*What to do*
Could you convert the lines below into a numbered list, skipping any blank lines and leaving the pictures out?

Entries pointing to named objects:
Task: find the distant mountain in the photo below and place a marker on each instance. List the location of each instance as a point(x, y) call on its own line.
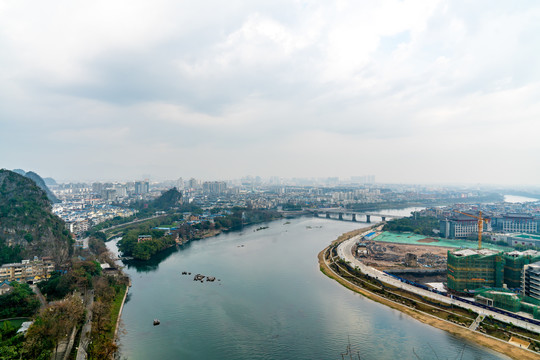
point(27, 225)
point(20, 171)
point(49, 181)
point(39, 182)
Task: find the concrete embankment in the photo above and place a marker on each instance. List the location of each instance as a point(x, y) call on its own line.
point(481, 339)
point(120, 311)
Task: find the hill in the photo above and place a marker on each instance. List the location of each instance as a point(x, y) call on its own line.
point(27, 225)
point(39, 182)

*Problem solution*
1. Task: find the distant mountain in the photo below and place a marker on each instance. List the location of each instance as a point(x, y) call on its own line.
2. point(27, 225)
3. point(20, 171)
4. point(49, 181)
5. point(39, 182)
6. Task: find the concrete embankment in the photo above and place a marker on each instance. List the location of each instance as a point(x, y) call on its own line.
7. point(481, 339)
8. point(120, 311)
9. Task: find the hill in the photo above and place a marker on each instance. List the location of each instance as a point(x, y) call on its own line.
10. point(27, 225)
11. point(39, 182)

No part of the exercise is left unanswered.